*WHAT THIS TASK INVOLVES*
Rewrite the items below as a numbered list, starting at the line containing "Please indicate the white boat" and running through the final line, and skip any blank lines.

Stored items from a collection:

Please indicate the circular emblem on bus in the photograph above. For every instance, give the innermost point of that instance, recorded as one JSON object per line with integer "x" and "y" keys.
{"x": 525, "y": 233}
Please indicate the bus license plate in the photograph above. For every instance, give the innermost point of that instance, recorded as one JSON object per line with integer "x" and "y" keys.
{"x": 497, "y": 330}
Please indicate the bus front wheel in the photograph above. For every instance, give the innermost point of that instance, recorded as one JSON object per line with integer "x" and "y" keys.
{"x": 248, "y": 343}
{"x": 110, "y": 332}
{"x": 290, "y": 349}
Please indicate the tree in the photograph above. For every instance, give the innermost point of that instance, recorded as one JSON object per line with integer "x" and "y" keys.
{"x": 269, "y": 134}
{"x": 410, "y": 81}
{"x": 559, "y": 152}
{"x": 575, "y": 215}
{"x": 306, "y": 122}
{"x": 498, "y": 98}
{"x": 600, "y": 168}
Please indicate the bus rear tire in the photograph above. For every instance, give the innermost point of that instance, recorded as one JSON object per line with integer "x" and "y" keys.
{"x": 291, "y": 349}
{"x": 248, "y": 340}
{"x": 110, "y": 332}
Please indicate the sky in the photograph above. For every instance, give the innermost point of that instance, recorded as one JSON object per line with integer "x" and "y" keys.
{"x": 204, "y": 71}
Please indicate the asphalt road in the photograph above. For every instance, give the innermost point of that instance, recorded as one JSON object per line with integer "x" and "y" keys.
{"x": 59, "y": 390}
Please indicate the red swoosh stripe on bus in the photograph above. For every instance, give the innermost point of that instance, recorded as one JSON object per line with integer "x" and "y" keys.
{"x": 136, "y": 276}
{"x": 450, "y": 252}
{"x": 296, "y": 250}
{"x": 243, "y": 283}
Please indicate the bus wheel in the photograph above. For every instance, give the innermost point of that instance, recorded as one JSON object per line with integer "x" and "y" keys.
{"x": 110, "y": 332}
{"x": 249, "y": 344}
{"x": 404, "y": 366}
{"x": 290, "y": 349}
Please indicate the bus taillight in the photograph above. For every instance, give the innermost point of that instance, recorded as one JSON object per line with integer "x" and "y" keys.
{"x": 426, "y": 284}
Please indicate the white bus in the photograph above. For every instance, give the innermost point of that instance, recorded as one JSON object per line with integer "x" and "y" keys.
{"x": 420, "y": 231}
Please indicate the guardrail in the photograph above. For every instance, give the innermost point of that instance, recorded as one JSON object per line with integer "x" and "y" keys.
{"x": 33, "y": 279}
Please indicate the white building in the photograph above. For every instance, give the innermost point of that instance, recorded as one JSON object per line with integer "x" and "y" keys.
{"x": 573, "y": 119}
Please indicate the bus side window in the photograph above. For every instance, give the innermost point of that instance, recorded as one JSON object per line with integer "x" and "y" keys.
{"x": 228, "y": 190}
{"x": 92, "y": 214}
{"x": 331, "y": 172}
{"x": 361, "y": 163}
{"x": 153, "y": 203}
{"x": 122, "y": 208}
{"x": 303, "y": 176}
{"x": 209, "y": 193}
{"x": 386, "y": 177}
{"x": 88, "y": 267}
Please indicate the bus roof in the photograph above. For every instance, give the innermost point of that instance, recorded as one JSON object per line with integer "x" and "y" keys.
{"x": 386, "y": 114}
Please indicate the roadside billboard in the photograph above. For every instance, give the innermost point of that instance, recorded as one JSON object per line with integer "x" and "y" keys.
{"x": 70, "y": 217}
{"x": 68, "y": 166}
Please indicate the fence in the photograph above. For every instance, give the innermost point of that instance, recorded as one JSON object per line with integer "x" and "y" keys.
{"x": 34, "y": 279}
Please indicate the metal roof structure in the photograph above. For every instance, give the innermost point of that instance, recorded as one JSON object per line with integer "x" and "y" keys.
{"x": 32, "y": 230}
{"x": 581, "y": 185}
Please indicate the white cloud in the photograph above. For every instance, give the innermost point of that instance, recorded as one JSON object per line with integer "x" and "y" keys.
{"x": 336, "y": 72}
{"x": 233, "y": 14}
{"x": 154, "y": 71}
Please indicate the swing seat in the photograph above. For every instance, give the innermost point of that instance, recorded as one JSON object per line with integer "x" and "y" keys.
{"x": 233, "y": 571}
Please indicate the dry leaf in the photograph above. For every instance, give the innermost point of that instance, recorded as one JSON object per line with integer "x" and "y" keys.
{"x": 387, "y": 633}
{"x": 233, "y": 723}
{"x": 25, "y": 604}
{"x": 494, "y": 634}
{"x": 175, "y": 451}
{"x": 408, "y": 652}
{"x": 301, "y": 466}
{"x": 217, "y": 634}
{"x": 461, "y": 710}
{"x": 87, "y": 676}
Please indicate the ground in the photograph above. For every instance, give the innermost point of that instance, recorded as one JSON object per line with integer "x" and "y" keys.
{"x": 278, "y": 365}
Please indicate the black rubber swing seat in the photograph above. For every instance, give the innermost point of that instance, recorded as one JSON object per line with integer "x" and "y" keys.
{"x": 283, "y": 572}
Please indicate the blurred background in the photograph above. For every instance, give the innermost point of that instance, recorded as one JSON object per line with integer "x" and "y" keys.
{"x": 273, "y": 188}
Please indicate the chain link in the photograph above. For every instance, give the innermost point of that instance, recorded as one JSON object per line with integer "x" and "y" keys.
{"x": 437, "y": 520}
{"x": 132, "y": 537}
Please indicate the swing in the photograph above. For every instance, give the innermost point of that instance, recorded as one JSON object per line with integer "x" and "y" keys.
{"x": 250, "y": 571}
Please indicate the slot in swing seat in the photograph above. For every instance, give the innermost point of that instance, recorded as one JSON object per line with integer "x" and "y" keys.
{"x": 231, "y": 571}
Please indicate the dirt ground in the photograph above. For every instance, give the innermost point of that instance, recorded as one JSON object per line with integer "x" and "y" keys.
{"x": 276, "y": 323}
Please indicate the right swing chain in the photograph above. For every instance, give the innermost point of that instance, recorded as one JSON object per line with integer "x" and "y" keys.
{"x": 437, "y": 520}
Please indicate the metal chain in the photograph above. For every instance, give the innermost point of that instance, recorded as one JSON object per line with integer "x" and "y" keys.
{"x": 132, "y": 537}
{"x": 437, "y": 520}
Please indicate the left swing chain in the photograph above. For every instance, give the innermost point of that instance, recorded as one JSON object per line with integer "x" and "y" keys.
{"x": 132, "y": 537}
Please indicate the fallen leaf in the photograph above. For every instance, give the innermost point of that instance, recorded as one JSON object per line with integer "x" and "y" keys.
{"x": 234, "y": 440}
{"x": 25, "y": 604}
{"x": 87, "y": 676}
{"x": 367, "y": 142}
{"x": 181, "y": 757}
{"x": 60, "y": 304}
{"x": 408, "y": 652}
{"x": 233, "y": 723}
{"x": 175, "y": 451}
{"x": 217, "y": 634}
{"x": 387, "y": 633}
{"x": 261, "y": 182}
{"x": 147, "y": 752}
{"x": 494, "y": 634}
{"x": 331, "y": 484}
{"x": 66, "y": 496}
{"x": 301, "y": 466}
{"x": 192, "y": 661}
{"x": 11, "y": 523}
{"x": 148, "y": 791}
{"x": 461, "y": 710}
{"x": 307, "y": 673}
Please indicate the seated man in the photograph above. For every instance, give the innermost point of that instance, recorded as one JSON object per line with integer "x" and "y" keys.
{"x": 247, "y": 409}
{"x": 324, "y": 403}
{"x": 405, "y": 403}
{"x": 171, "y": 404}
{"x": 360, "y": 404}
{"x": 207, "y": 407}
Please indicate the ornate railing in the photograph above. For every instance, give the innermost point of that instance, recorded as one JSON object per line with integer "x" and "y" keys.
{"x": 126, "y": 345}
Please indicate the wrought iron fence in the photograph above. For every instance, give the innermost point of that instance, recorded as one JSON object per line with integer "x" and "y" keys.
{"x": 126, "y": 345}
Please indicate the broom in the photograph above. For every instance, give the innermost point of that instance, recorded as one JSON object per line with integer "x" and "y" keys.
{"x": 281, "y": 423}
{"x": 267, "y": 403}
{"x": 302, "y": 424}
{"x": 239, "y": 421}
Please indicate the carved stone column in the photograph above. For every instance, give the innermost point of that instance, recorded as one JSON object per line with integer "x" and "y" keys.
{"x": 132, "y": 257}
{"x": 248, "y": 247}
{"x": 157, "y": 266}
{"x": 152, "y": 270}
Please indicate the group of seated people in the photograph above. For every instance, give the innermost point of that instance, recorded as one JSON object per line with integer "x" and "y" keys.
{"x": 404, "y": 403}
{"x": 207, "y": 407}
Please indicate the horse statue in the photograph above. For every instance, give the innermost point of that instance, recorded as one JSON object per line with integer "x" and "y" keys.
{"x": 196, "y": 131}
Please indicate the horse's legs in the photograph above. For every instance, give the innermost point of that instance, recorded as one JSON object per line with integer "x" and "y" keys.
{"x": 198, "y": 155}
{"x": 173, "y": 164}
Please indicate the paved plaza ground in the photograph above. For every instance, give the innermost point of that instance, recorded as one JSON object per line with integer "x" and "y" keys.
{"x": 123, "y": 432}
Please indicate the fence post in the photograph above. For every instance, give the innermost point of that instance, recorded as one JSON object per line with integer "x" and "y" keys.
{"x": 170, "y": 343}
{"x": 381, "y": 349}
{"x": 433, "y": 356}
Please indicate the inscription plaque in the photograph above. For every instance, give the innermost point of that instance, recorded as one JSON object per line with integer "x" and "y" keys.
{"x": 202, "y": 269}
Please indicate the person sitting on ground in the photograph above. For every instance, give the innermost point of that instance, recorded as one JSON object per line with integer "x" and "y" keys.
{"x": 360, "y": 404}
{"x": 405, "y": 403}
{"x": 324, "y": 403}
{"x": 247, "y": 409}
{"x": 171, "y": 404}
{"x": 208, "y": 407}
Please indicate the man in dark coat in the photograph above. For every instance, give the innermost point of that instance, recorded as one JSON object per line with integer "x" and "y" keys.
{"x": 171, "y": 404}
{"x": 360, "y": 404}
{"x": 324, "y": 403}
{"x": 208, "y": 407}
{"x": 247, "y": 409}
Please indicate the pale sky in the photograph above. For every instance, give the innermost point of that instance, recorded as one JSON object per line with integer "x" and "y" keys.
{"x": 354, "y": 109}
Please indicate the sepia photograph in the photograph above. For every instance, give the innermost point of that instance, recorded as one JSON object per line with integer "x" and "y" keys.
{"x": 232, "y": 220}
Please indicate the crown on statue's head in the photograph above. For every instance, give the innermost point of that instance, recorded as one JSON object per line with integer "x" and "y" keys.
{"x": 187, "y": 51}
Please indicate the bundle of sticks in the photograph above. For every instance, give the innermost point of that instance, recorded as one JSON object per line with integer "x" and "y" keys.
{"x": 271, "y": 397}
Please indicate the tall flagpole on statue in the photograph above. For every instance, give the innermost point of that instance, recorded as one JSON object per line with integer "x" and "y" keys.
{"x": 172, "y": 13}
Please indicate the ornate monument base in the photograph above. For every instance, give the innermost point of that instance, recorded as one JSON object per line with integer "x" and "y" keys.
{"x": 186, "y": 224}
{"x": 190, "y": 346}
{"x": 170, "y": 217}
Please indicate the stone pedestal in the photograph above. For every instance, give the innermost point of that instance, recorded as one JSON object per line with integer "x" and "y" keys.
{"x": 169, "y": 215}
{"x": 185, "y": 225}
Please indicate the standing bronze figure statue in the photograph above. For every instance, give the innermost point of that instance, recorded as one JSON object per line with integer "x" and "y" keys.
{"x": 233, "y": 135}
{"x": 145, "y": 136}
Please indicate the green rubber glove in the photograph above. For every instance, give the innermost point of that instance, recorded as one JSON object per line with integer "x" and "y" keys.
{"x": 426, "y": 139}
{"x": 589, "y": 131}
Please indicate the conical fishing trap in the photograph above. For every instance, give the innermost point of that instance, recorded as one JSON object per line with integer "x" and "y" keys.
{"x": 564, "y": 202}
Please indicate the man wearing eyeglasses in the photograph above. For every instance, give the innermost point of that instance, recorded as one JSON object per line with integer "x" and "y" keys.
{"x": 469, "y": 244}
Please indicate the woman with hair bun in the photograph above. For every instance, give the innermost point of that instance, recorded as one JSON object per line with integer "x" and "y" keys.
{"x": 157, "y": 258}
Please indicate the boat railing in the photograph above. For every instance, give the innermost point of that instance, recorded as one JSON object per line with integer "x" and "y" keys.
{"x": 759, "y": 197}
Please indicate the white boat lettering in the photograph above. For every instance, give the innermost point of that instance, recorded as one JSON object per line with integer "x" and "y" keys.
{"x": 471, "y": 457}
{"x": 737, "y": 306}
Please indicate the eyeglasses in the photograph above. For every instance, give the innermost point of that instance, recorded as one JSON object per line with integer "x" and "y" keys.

*TASK SOLUTION*
1. Please indicate the white boat lettering in the photograph above. For every instance, give the innermost point of that instance, recorded as one JSON object per line with integer "x" and "y" keys.
2. {"x": 471, "y": 457}
3. {"x": 737, "y": 306}
4. Please indicate the eyeglasses in the photograph above. For every instance, give the innermost point of that instance, recorded as one JSON object per line with integer "x" and "y" keys.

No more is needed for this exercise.